> [TASK INSTRUCTIONS]:
Transcribe all records verbatim.

Collected data
::::::::

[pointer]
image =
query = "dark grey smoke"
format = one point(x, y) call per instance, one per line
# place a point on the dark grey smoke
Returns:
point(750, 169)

::::::::

> [WRITTEN SOLUTION]:
[pointer]
image =
query = "dark grey smoke"
format = one point(x, y) call per instance, one per line
# place a point on the dark grey smoke
Returns:
point(750, 169)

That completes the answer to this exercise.